**TO DO:** Only an exact, line-for-line copy of the data will serve as the answer.

▬▬▬

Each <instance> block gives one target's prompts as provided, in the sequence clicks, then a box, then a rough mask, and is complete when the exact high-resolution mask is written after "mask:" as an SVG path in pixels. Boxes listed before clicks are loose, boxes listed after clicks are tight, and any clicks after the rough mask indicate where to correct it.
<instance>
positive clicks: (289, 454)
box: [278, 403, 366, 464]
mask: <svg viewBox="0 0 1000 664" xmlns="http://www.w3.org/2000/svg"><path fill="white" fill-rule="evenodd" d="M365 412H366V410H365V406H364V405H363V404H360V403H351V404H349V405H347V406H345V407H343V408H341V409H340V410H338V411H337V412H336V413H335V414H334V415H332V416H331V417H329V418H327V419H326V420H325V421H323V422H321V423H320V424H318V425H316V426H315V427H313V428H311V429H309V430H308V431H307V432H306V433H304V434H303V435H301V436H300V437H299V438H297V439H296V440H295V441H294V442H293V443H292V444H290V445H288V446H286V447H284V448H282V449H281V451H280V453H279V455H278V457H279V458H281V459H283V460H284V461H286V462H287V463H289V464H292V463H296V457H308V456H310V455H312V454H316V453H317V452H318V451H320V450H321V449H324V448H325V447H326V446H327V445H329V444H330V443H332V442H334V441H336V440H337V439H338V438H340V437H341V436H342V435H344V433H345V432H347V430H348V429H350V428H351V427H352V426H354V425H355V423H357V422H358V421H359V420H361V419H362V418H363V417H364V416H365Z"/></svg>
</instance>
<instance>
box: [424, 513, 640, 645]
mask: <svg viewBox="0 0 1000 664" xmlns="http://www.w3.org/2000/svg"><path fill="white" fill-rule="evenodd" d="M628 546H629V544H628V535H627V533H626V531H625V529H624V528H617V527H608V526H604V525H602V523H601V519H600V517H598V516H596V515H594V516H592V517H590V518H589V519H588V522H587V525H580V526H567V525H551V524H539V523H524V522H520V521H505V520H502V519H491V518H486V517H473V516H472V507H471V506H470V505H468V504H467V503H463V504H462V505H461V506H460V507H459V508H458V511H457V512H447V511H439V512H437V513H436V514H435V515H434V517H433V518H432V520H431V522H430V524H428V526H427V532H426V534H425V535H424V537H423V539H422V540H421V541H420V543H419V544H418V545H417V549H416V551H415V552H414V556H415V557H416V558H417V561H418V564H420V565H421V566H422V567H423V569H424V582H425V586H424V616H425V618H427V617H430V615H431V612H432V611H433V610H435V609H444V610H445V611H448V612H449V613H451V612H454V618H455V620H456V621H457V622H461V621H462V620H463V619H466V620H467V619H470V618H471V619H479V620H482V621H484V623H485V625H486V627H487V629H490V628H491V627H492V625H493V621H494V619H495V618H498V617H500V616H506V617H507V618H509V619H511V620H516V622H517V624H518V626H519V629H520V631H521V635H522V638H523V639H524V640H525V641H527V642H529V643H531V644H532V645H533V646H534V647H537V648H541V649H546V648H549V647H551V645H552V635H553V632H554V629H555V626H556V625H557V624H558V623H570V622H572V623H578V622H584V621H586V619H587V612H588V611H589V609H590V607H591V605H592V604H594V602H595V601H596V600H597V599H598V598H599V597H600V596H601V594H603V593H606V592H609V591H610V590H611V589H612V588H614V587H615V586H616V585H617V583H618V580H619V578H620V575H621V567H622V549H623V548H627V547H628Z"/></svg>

▬▬▬

**SOLUTION:**
Each <instance> block gives one target's prompts as provided, in the sequence clicks, then a box, then a rough mask, and is complete when the exact high-resolution mask is written after "mask:" as an SVG path in pixels. Boxes listed before clicks are loose, boxes listed after clicks are tight, and any clicks after the rough mask indicate where to correct it.
<instance>
positive clicks: (289, 454)
box: [278, 403, 366, 464]
mask: <svg viewBox="0 0 1000 664" xmlns="http://www.w3.org/2000/svg"><path fill="white" fill-rule="evenodd" d="M365 412H366V410H365V406H364V405H363V404H360V403H351V404H349V405H347V406H345V407H343V408H341V409H340V410H338V411H337V412H336V413H335V414H334V415H332V416H331V417H329V418H327V419H326V420H325V421H323V422H321V423H320V424H318V425H316V426H315V427H313V428H311V429H309V430H308V431H307V432H306V433H304V434H303V435H301V436H300V437H299V438H297V439H296V440H295V441H294V442H293V443H292V444H290V445H288V446H286V447H284V448H282V449H281V451H280V453H279V455H278V457H279V458H281V459H283V460H284V461H286V462H287V463H289V464H292V463H296V457H308V456H310V455H312V454H316V453H317V452H318V451H320V450H321V449H324V448H325V447H326V446H327V445H329V444H330V443H332V442H334V441H336V440H337V439H338V438H340V437H341V436H342V435H344V433H345V432H347V430H348V429H350V428H351V427H352V426H354V425H355V423H357V422H358V421H359V420H361V419H362V418H363V417H364V416H365Z"/></svg>
</instance>
<instance>
box: [424, 513, 640, 645]
mask: <svg viewBox="0 0 1000 664" xmlns="http://www.w3.org/2000/svg"><path fill="white" fill-rule="evenodd" d="M628 546H629V544H628V535H627V533H626V531H625V529H624V528H617V527H608V526H604V525H602V523H601V519H600V517H598V516H596V515H594V516H592V517H590V518H589V519H588V522H587V525H580V526H567V525H551V524H539V523H524V522H520V521H505V520H502V519H491V518H486V517H473V516H472V507H471V506H470V505H468V504H467V503H463V504H462V505H461V506H460V507H459V508H458V511H457V512H447V511H439V512H437V513H436V514H435V515H434V517H433V518H432V520H431V522H430V524H428V526H427V532H426V534H425V535H424V537H423V539H422V540H421V541H420V543H419V544H418V545H417V549H416V551H415V552H414V556H415V557H416V558H417V561H418V564H420V565H421V566H422V567H423V569H424V582H425V586H424V616H425V618H427V617H430V615H431V612H432V611H433V610H435V609H444V610H445V611H448V612H449V613H451V612H454V618H455V620H456V621H457V622H461V621H462V620H463V619H466V620H467V619H470V618H471V619H479V620H482V621H484V623H485V625H486V627H487V629H490V628H491V627H492V625H493V621H494V619H495V618H498V617H500V616H506V617H507V618H509V619H511V620H516V622H517V624H518V626H519V629H520V631H521V635H522V638H523V639H524V640H525V641H527V642H529V643H531V644H532V645H533V646H534V647H537V648H541V649H546V648H549V647H551V645H552V635H553V632H554V629H555V626H556V625H557V624H558V623H570V622H572V623H578V622H584V621H586V619H587V612H588V611H589V609H590V607H591V605H592V604H594V602H595V601H596V600H597V599H598V598H599V597H600V596H601V594H603V593H606V592H609V591H610V590H611V589H612V588H614V587H615V586H616V585H617V583H618V580H619V578H620V575H621V567H622V549H623V548H627V547H628Z"/></svg>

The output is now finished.